───── RECORD EXTRACTS ─────
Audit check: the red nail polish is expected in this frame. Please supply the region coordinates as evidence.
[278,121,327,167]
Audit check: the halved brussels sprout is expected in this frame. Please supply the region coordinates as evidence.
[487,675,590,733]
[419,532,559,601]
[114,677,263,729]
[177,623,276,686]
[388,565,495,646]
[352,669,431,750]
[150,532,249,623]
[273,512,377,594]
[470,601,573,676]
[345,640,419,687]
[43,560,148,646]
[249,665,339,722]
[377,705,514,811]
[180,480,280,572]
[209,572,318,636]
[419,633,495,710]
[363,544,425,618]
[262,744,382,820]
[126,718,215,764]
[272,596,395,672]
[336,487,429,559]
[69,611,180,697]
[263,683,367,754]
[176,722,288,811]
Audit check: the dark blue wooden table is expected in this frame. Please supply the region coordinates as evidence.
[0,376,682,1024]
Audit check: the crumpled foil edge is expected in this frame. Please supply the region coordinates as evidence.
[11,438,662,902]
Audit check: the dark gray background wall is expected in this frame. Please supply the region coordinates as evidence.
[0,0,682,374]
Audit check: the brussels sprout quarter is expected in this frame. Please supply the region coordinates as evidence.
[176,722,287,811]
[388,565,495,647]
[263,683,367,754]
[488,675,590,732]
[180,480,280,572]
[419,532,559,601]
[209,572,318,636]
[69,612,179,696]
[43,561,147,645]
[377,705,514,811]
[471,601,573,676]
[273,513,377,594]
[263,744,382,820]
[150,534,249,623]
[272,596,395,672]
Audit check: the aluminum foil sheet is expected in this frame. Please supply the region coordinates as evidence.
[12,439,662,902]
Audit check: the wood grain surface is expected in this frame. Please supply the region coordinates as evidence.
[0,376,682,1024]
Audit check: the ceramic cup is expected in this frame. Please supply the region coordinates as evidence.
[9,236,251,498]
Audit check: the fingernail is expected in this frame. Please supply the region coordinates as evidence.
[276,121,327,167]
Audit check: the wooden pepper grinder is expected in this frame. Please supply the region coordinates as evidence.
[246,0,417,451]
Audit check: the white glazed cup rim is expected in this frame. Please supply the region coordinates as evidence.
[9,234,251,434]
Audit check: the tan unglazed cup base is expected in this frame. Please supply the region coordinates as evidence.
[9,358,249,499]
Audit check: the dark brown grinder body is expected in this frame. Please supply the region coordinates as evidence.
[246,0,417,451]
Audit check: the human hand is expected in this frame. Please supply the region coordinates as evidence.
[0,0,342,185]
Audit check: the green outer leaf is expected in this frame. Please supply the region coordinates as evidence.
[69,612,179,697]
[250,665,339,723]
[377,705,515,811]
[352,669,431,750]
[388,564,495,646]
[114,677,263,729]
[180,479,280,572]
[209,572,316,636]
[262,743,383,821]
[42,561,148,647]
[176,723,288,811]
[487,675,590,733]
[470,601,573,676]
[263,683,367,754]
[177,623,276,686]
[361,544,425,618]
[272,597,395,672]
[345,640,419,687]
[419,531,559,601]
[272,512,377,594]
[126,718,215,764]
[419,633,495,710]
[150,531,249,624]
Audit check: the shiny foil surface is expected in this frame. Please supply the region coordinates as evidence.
─────
Copy every line of the listing above without changing any of them.

**TASK RESULT:**
Audit check: the red nail polish is expected in this frame. Please supply the region coordinates as evidence.
[278,121,327,167]
Audit check: the halved brussels sprout is expected in this frame. Please supply the region coordinates as evidence.
[487,675,590,733]
[419,532,559,601]
[114,677,263,729]
[177,623,276,686]
[388,565,495,646]
[352,669,431,750]
[150,532,249,623]
[273,512,377,594]
[470,601,573,676]
[345,640,419,687]
[43,560,148,646]
[249,665,339,722]
[377,705,514,811]
[180,480,280,572]
[209,572,318,636]
[419,633,495,710]
[363,544,425,618]
[262,744,382,820]
[126,718,215,764]
[272,596,395,672]
[336,487,429,559]
[69,611,180,697]
[263,683,367,754]
[176,722,288,811]
Audit check: the dark blue wooden table is expected in this frame. Please supply the region coordinates as evidence.
[0,376,682,1024]
Audit check: the crumpled foil edge is expected in this frame. Please supply the region coordinates as evidence.
[11,438,662,902]
Audit check: the dark gray background wall is expected in this frame. Please supply the region coordinates as evidence.
[0,0,682,374]
Audit check: the brussels sprout quarter is expected in this frame. Please supply the region coordinates as evidence.
[176,722,287,811]
[388,565,495,647]
[263,683,367,754]
[488,675,590,732]
[180,480,280,572]
[419,532,559,601]
[209,572,318,636]
[69,612,179,696]
[43,561,147,645]
[377,705,514,811]
[471,601,573,676]
[273,513,377,594]
[263,744,382,820]
[150,534,249,623]
[272,596,395,672]
Audit check: the aluminum foil sheet is expected in this frame. Please supply the region coordinates as evidence.
[12,439,662,902]
Audit check: the wood grain surface is expected in this frame. Please supply the region coordinates as evidence.
[0,376,682,1024]
Audit check: the ceramic cup is expected in this frame. Please supply the region coordinates as evidence.
[9,236,251,498]
Audit check: the fingernail is expected in this frame. Please supply the region coordinates as evidence.
[276,121,327,167]
Audit check: the wooden pepper grinder is expected in this frame. Please supply the region coordinates as evidence.
[246,0,417,451]
Audit check: the white glazed cup rim is expected in this frame. Please supply the region coordinates as evidence.
[9,234,251,434]
Audit check: the tan unglazed cup base is expected in this frame. Please supply the region coordinates as evidence.
[9,358,249,499]
Audit check: the dark brown grinder body is expected in this frame. Please supply the region coordinates as evidence.
[246,0,417,451]
Audit check: the human hand is expected in this frame. Please supply the region coordinates as evidence.
[0,0,342,185]
Audit check: the green outer leaf is expected in this frame. Please supply the region coordinates as evidence.
[69,612,179,697]
[250,665,339,723]
[377,705,515,811]
[352,669,431,750]
[388,564,495,646]
[114,677,263,729]
[180,479,280,572]
[209,572,316,636]
[262,743,383,821]
[42,561,148,647]
[176,723,288,811]
[487,675,590,733]
[470,601,573,676]
[263,683,367,754]
[177,623,276,686]
[361,544,425,618]
[272,597,395,672]
[345,640,419,687]
[419,531,559,601]
[272,512,377,594]
[126,718,215,764]
[419,633,495,710]
[150,531,249,624]
Audit check: the shiny foil surface is expected in this frame. Please supply the region coordinates as evidence.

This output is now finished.